»»

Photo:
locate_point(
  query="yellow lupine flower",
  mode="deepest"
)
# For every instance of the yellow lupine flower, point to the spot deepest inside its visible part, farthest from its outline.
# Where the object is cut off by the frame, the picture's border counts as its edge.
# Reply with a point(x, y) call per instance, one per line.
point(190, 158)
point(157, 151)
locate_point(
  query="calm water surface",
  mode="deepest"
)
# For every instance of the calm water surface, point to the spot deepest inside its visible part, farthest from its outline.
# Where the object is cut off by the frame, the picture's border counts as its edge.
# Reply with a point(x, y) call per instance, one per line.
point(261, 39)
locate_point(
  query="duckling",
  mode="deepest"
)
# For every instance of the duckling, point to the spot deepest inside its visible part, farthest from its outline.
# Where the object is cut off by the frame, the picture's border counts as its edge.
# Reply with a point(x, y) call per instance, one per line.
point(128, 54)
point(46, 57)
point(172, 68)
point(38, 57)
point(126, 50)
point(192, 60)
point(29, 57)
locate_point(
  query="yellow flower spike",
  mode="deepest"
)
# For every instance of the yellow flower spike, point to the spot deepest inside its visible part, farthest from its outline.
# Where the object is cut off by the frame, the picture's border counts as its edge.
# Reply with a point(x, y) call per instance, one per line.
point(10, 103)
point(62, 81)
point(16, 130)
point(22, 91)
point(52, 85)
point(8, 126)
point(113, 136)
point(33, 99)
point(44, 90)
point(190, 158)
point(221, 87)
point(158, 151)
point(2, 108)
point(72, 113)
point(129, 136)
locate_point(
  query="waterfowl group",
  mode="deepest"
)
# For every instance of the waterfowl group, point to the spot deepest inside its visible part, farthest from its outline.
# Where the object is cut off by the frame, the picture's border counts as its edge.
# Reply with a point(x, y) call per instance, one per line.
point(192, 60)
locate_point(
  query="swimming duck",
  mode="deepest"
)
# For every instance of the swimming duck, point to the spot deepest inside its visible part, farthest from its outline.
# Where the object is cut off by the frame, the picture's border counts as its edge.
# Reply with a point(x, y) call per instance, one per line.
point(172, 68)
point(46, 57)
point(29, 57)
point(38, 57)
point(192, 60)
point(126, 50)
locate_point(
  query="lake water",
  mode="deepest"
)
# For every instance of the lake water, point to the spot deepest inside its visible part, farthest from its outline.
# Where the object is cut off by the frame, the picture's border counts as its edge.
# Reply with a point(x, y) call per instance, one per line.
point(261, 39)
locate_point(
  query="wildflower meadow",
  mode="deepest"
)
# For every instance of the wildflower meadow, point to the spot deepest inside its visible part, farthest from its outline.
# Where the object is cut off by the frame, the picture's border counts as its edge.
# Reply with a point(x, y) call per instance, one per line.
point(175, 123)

««
»»

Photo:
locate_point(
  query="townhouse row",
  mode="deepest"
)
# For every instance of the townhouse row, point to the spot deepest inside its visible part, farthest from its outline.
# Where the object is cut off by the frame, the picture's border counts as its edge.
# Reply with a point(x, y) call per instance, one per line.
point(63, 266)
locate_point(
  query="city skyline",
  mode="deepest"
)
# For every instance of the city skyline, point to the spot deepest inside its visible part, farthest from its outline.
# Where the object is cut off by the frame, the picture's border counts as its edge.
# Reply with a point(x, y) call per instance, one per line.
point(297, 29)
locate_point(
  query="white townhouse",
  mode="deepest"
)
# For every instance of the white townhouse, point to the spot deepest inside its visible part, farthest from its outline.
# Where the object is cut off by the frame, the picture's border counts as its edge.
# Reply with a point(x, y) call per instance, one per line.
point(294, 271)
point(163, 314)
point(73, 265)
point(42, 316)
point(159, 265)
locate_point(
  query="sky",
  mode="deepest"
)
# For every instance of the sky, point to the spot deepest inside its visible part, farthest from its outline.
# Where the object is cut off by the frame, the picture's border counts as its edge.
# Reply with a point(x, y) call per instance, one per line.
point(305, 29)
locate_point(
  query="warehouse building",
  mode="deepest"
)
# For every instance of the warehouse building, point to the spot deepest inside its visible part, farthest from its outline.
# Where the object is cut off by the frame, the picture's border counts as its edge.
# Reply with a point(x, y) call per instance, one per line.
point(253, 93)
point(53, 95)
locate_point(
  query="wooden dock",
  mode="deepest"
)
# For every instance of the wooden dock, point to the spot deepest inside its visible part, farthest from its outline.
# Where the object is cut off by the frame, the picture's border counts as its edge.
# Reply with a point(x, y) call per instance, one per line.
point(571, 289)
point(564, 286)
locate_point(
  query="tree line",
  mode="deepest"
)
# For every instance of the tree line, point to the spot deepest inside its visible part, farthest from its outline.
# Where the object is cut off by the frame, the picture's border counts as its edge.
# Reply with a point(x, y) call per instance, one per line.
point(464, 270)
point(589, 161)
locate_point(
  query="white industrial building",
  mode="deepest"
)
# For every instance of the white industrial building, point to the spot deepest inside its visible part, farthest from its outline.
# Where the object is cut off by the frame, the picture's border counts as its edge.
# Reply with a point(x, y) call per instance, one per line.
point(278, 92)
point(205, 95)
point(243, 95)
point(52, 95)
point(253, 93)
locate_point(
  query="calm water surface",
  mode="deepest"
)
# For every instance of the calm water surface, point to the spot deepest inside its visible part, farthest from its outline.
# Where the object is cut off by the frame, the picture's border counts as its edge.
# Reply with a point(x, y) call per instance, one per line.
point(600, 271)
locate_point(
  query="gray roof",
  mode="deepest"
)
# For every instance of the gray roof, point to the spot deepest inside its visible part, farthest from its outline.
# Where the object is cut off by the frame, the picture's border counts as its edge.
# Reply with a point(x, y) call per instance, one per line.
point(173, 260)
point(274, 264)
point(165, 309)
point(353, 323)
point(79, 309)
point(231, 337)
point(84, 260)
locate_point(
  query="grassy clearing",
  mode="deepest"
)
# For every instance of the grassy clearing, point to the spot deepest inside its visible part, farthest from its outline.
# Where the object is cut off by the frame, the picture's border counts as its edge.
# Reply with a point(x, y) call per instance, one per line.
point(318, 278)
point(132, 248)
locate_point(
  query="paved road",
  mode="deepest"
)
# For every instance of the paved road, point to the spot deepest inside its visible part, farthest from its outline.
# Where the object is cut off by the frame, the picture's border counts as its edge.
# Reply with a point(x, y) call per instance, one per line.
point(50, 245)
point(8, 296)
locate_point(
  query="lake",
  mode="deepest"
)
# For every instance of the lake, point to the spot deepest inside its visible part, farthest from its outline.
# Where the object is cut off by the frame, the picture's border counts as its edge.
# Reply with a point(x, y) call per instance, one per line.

««

#### [Task requirements]
Count the lines in the records above that contain the word "skyline", and give only that number.

#### [Full response]
2